[PROVIDED DATA]
====================

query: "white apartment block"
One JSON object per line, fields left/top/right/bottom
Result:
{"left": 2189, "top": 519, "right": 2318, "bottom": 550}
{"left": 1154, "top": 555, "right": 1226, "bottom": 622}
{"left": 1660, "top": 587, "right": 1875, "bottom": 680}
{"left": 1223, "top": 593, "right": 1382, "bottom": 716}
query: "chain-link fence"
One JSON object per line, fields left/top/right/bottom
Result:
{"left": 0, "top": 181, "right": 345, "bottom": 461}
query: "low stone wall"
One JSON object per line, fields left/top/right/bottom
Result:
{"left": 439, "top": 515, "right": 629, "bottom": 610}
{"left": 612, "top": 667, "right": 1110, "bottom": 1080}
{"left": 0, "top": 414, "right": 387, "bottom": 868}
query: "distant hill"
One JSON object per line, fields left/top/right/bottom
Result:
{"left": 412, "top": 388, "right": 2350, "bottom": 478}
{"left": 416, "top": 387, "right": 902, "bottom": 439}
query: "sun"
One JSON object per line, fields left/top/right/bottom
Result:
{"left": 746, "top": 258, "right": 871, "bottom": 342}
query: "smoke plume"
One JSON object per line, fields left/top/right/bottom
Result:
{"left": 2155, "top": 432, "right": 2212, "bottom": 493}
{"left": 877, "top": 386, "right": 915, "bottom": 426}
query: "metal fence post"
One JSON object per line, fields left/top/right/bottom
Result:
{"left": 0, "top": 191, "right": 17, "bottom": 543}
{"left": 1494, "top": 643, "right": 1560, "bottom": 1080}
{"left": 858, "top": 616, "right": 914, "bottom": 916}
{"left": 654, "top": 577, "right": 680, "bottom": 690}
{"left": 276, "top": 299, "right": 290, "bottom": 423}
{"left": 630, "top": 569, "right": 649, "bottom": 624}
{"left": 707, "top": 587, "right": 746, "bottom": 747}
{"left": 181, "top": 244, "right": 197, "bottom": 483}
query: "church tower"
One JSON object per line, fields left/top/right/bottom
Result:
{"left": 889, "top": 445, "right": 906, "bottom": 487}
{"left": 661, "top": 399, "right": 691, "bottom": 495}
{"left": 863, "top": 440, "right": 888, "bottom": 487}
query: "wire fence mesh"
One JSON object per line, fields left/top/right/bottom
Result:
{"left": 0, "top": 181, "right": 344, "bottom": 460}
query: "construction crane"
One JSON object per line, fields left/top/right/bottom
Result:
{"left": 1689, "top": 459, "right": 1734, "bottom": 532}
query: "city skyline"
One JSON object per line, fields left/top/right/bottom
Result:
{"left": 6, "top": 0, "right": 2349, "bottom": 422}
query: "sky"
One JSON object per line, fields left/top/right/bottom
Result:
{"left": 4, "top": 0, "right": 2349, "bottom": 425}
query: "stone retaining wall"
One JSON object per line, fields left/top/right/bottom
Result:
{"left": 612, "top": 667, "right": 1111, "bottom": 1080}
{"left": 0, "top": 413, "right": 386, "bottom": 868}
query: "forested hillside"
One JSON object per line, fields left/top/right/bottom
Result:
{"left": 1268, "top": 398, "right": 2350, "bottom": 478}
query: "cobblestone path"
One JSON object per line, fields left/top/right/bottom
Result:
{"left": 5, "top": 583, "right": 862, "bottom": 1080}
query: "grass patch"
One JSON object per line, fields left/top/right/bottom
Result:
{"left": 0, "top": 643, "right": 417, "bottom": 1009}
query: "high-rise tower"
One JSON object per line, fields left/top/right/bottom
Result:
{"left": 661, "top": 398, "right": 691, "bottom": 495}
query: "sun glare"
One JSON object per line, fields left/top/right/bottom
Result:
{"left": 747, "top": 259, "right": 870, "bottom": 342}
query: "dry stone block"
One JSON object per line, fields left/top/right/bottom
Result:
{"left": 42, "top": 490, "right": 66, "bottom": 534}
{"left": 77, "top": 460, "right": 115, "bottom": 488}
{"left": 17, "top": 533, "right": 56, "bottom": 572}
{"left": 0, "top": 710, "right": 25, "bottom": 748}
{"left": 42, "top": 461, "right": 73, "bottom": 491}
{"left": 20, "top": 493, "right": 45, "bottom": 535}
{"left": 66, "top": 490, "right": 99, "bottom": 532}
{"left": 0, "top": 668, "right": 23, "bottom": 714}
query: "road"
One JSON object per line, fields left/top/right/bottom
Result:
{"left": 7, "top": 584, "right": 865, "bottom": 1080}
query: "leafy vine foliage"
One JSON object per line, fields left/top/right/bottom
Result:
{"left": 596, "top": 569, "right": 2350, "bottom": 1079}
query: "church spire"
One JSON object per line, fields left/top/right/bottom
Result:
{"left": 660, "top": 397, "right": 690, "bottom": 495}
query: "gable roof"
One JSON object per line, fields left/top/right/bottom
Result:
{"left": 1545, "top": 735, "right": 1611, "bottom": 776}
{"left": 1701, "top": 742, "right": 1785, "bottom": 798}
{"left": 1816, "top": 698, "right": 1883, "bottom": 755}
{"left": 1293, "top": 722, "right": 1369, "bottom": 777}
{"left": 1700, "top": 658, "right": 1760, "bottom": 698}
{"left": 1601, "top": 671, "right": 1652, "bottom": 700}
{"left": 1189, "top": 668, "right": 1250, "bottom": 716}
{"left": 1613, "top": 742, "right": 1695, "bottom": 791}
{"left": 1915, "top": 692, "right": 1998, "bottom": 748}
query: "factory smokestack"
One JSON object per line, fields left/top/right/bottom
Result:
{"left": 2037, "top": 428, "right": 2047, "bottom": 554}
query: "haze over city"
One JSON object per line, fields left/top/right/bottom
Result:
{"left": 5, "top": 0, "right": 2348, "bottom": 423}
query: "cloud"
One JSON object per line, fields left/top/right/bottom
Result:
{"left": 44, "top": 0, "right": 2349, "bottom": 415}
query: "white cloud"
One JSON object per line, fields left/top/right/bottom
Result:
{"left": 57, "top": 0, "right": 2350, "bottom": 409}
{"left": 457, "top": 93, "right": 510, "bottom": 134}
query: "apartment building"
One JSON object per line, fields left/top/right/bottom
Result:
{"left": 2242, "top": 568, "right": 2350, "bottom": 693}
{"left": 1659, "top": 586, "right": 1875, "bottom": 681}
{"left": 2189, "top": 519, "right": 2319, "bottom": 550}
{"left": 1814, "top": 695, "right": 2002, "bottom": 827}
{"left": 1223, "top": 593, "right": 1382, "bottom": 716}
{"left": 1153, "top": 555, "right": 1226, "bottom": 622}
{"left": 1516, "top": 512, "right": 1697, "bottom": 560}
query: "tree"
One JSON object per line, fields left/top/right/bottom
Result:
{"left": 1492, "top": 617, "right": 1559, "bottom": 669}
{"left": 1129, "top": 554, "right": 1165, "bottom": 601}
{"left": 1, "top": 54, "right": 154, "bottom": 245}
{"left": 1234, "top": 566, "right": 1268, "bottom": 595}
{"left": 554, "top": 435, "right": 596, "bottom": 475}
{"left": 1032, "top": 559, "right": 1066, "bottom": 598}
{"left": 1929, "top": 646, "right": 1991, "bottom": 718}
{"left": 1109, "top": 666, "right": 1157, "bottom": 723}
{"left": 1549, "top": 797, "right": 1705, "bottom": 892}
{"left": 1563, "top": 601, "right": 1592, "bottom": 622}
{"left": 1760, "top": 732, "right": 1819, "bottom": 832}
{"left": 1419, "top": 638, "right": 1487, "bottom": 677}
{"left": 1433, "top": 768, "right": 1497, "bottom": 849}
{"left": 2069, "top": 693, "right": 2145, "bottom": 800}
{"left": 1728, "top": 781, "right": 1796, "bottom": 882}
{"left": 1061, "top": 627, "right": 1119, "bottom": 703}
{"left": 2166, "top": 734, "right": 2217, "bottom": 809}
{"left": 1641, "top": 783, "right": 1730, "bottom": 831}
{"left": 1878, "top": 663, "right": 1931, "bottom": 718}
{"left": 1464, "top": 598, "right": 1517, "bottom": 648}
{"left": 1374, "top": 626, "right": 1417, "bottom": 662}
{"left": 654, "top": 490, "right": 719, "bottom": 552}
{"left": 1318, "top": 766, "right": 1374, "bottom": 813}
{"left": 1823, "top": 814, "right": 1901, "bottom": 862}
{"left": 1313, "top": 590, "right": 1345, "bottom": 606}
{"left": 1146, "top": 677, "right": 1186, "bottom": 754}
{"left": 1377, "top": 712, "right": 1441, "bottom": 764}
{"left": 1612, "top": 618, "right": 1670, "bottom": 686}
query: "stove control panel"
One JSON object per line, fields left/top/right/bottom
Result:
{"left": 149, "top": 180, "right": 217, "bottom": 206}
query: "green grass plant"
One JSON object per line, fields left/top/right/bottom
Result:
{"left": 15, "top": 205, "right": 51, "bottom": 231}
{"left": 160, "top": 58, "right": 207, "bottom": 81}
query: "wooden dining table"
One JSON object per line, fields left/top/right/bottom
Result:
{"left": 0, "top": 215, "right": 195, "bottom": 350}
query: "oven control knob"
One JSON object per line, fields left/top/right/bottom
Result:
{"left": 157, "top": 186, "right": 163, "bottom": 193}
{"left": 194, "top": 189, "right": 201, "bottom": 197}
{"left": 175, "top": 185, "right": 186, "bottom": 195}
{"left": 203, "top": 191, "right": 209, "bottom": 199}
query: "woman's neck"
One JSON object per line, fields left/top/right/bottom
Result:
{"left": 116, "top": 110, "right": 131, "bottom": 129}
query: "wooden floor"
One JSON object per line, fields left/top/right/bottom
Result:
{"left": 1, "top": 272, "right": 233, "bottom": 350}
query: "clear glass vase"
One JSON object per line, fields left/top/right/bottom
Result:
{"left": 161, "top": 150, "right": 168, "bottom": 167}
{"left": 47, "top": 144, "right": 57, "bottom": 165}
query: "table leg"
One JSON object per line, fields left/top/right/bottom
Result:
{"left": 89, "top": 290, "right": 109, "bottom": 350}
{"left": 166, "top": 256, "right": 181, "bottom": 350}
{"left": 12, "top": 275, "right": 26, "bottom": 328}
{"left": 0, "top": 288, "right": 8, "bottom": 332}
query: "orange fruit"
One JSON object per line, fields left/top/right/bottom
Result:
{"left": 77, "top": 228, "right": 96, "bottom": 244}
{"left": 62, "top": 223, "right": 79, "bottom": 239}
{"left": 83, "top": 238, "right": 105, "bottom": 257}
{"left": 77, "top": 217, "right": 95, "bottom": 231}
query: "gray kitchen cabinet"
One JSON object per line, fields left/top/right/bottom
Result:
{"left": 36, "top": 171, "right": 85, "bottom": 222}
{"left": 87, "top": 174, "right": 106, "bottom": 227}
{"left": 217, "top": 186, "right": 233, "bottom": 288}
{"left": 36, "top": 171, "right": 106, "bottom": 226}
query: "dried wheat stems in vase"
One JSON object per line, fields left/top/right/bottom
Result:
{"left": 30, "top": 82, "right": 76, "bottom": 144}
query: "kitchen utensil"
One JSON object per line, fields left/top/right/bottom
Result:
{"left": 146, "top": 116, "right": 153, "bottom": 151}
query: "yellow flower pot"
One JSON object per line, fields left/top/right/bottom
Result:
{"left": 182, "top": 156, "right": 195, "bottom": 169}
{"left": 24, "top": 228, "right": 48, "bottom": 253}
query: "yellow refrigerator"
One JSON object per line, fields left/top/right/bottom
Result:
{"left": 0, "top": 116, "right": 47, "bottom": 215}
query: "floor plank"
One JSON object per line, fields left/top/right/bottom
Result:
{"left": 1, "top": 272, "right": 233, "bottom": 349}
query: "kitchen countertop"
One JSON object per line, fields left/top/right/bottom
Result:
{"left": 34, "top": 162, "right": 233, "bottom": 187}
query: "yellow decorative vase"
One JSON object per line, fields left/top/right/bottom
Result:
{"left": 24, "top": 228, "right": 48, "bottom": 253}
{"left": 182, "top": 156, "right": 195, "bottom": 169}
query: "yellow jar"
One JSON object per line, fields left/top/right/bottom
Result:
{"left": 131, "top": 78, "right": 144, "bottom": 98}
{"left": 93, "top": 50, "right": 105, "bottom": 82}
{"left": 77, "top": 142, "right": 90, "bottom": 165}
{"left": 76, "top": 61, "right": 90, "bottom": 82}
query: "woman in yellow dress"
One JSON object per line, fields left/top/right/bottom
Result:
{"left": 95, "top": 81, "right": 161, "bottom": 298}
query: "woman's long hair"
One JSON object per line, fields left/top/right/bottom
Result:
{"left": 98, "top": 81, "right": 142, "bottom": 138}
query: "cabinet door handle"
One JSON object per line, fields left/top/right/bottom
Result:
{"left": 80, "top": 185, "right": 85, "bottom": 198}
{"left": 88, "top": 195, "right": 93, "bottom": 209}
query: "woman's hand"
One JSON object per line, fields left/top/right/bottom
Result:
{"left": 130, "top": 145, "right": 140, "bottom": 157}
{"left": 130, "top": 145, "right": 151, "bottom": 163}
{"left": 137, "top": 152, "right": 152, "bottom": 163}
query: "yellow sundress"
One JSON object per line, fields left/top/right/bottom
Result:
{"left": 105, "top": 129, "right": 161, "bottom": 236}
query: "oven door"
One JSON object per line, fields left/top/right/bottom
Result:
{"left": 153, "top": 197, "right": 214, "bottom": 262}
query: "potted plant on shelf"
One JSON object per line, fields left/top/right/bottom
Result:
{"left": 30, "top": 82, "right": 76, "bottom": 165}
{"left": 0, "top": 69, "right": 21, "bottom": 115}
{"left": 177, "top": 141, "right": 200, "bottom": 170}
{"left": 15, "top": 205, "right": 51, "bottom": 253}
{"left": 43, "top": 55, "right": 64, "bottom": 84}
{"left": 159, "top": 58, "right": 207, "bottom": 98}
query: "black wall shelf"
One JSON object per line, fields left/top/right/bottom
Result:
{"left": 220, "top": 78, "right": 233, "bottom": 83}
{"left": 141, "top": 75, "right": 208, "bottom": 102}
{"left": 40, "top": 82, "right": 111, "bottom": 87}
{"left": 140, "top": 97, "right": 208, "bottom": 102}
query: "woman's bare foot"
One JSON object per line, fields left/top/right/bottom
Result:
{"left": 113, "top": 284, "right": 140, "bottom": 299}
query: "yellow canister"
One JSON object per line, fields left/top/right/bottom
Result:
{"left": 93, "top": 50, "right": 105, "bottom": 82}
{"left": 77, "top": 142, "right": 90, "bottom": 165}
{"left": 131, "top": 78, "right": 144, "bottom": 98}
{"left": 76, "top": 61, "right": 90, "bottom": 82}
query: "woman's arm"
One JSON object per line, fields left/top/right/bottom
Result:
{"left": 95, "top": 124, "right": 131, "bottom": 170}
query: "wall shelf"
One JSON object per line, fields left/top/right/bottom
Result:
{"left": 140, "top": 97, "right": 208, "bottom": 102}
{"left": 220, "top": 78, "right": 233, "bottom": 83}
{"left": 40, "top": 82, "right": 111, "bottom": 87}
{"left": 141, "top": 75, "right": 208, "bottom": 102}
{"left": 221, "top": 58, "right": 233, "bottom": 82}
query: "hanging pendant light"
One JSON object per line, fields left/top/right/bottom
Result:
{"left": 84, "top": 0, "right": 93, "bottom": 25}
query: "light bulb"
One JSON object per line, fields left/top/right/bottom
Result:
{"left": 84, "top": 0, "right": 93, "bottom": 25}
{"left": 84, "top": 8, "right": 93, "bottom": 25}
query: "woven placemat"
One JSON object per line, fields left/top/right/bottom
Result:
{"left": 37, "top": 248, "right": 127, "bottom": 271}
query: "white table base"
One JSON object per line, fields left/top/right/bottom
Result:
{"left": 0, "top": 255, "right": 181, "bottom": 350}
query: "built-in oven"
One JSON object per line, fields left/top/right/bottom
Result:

====================

[REQUIRED ACTION] Where in the entries does the word "control" occur? Copy out each line that has it.

[ANSWER SPACE]
query: "stove control panel"
query: "oven control knob"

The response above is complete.